# Tuned Up



## Howard Gaines III (Dec 26, 2007)

Taking a spin from a few other posts...

When working your dog on the OUT command, how many folks have been "tuned up" by your own dog, current ot past owned? 

What lead to the dog thinking it was ok to vent out against you? 

Were there any signs you could see that would change any future bitings?

What corrections, if any, were given for something like this?


----------



## Gillian Schuler (Apr 12, 2008)

I wish I could understand what you are saying Howard, but I don't.

We "tune up" cars so they run faster. Are you thinking maybe of some "canine drug"?


----------



## Jay Quinn (Apr 1, 2012)

he means who got bit...


----------



## Bob Scott (Mar 30, 2006)

Don't pick a fight with a dog that loves to fight. Out think it!

**Dataset entries**
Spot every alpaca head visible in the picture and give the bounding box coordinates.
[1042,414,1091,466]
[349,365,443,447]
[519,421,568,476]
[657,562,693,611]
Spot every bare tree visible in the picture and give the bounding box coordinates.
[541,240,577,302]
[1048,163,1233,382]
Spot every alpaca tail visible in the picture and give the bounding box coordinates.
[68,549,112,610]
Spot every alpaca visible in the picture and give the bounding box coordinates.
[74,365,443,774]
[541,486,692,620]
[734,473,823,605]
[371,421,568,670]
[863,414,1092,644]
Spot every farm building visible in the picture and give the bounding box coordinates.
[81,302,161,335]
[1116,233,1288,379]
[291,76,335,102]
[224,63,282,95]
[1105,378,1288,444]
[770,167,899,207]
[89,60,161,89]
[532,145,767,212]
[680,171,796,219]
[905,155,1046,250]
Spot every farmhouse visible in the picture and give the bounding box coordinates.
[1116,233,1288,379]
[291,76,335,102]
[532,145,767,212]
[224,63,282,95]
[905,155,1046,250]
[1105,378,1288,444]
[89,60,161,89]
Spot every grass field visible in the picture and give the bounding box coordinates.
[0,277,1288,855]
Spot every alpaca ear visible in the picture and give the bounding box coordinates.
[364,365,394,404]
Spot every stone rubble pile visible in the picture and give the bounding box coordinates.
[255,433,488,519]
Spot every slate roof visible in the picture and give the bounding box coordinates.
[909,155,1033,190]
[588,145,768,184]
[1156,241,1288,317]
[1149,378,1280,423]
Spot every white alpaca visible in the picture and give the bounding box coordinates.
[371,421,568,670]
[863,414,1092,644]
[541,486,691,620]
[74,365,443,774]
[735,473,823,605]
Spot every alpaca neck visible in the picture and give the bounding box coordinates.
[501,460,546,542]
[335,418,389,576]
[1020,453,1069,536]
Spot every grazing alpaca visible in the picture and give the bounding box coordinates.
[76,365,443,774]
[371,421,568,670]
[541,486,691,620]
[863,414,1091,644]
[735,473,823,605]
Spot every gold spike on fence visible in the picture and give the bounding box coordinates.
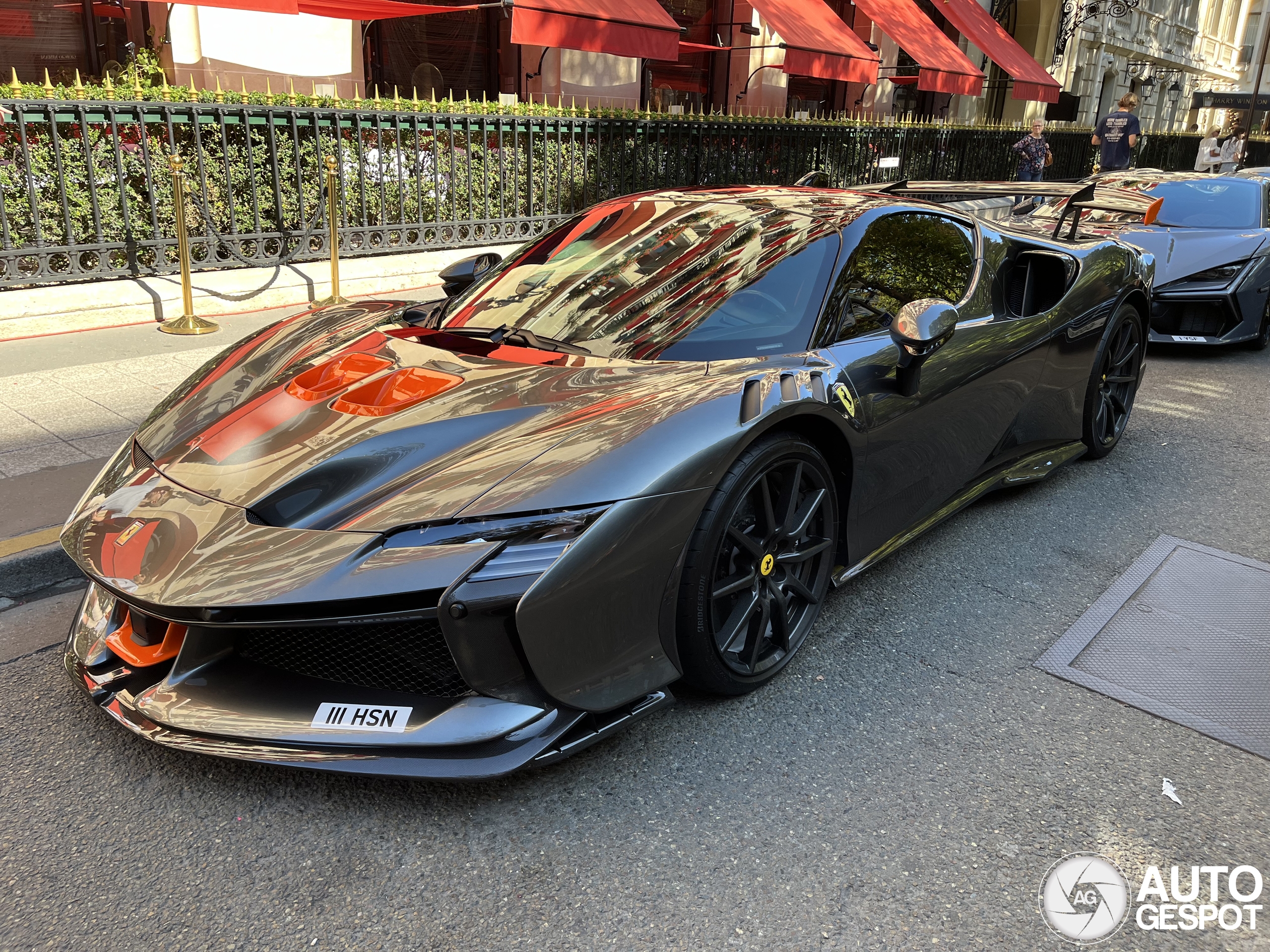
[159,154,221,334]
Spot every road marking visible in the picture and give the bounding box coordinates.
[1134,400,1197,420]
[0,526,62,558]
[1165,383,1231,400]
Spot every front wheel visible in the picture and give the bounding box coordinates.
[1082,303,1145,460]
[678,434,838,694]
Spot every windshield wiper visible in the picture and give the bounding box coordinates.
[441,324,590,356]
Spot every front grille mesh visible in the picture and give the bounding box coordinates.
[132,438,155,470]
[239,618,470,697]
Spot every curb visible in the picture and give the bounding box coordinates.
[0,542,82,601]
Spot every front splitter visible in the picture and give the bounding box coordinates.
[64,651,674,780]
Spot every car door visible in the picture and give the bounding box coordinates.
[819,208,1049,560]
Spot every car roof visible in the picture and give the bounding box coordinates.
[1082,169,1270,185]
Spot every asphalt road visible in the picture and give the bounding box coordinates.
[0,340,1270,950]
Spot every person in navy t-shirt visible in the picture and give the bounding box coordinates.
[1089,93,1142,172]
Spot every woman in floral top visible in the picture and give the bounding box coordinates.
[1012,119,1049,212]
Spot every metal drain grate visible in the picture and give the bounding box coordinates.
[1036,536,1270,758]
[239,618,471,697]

**Your tasks**
1 - In the thread about dogs biting their handlers, what does Gillian Schuler say people "tune up" so they run faster?
2 - Repeat the stretch of the thread about dogs biting their handlers from "## Howard Gaines" through "out against you?".
3 - Pick up the forum thread about dogs biting their handlers after its final post and write what follows.

**Outputs for the tasks**
1 - Cars.

2 -
## Howard Gaines III (Dec 26, 2007)

Taking a spin from a few other posts...

When working your dog on the OUT command, how many folks have been "tuned up" by your own dog, current ot past owned? 

What lead to the dog thinking it was ok to vent out against you?

3 -
----------



## Peter Cho (Apr 21, 2010)

If the OUT command creates conflict between dog and handler, you get what you taught the dog.... Power against handler....or redirected to prey object.
If the out command is classically connected with conflict towards the helper, then dog will ALWAYS spit it out. Then the challenge will be YOU MUST Hold THE SLLEVE UNTIL I TELL YOU. 
Conflict or drive must diminish when dog has a bite. Does not mean he is passive in the bite. 
And be highest when dog faces a NON moving helper.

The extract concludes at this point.